• [Data items]:
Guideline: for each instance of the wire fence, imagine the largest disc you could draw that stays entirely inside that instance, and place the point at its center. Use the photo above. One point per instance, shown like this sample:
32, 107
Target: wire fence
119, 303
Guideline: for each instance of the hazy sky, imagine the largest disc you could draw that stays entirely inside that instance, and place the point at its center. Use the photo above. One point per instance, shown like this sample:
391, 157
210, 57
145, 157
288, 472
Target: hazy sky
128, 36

• [WHAT IS NEEDED]:
Copy the entire listing above word for word, reproducing every line in its original order.

• [RIGHT ANSWER]:
Guideline: for each instance of the wire fence, imagine the largest disc you could draw that stays entirely inside that instance, and place the point at its center. Use the photo above. One point per instance, shown like this sample:
32, 107
Target: wire fence
119, 303
Guideline: for each instance of the hazy sky, imagine the largest disc you could draw that stays entirely inside that instance, and place the point at its center. Use the photo above. One point per instance, shown like this sample:
391, 157
210, 57
145, 157
288, 472
Target: hazy sky
128, 36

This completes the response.